#### Selected passage ####

The throughput is 3-7 tps for Bitcoin, 364 tps for Algorand (with 10 Mbyte blocks), and 159 tps (with 2 Mbyte blocks). In contrast, Avalanche achieves over 1300 tps consistently on up to 2000 nodes. As for latency, finality is 10–60 minutes for Bitcoin, around 50 seconds for Algorand with 10 Mbyte blocks and 22 seconds with 2 Mbyte blocks, and 4.2 seconds for Avalanche.

MAD questions

1. Is this a new protocol family?

Yes. Nakamato consensus used PoW to choose leaders. Other protocols uses PoX (e.g., proof-of-lottery, proof-of-stake, PoW) to choose committees which then run PBFT.  Traditional consensus protocols require known membership.

In contrast, Avalanche is a leaderless protocol family that works in open/permissionless setting. It doesn't use any PoX scheme, but uses randomized sampling and metastability to ascertain and persist transactions.

The analysis of the protocols are very strong, and discuss phase-shift point and point-of-no-return for these protocols. This is a very interesting approach to think about consensus. This is also a very fresh approach to thinking about self-stabilization as well. I have a good understanding of self-stabilization literature but I haven't seen this approach in that domain either. I would say the approach would also see interest from the broad self-organizing systems area.

The DAG analysis in the implementation section is also interesting. I don't know much about the hashgraph-based solutions so I don't know how this DAG construction relates to those.

2. What is the incentive to participate?

The paper already discussed a cryptocurrency implementation using Avalanche. But minting, staking, credit distribution, etc, was left for future work. The incentive to participate would come from the cryptocurrency minting and staking. The credit assignment would be interesting and probably would involve several new research problems as well.

#### Record extracts ####

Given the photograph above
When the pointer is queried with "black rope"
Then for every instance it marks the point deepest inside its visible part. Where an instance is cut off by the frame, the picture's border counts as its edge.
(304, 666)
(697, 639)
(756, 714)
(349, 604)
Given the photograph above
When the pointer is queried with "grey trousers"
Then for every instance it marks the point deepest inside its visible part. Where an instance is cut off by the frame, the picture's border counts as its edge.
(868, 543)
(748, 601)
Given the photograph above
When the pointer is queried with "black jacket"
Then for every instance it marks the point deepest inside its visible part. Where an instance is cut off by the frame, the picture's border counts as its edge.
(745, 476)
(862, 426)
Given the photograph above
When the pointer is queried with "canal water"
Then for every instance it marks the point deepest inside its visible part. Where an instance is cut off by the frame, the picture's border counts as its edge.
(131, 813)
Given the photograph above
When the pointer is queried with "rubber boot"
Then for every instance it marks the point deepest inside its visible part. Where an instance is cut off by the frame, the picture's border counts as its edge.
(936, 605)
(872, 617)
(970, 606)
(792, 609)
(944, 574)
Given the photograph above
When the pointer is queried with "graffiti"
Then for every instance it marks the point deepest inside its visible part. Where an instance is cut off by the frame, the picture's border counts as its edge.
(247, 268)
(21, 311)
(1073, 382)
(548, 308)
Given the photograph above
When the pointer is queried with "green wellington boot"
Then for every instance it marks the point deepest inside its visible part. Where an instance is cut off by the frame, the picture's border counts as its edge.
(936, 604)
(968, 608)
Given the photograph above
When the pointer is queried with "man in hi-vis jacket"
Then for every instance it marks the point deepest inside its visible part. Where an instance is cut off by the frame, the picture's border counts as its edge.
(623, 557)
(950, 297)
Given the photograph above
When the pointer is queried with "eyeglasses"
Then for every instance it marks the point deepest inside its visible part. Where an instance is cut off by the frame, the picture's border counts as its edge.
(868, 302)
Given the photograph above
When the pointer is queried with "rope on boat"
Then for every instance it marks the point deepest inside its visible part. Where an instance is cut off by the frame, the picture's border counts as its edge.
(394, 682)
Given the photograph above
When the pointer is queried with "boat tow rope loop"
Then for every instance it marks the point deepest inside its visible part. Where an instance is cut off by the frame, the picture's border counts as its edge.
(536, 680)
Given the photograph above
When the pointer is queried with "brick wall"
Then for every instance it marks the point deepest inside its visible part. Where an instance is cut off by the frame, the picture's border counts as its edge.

####

• **Jobs**
A: Decide whether each statement agrees with the passage on Avalanche, giving yes or no along with the deciding words quoted from it: (i) Avalanche reaches finality in 4.2 seconds; (ii) Avalanche chooses committees through proof-of-stake; (iii) the paper settled how minting and staking would work.
B: Quote the stretch of the passage on Avalanche from "The analysis of" through "incentive to participate?".
The rows have no connection to the passage on Avalanche.

• **Solutions below**
A:
(i) Yes: "and 4.2 seconds for Avalanche"
(ii) No: "It doesn't use any PoX scheme"
(iii) No: "But minting, staking, credit distribution, etc, was left for future work."

B:
The analysis of the protocols are very strong, and discuss phase-shift point and point-of-no-return for these protocols. This is a very interesting approach to think about consensus. This is also a very fresh approach to thinking about self-stabilization as well. I have a good understanding of self-stabilization literature but I haven't seen this approach in that domain either. I would say the approach would also see interest from the broad self-organizing systems area.

The DAG analysis in the implementation section is also interesting. I don't know much about the hashgraph-based solutions so I don't know how this DAG construction relates to those.

2. What is the incentive to participate?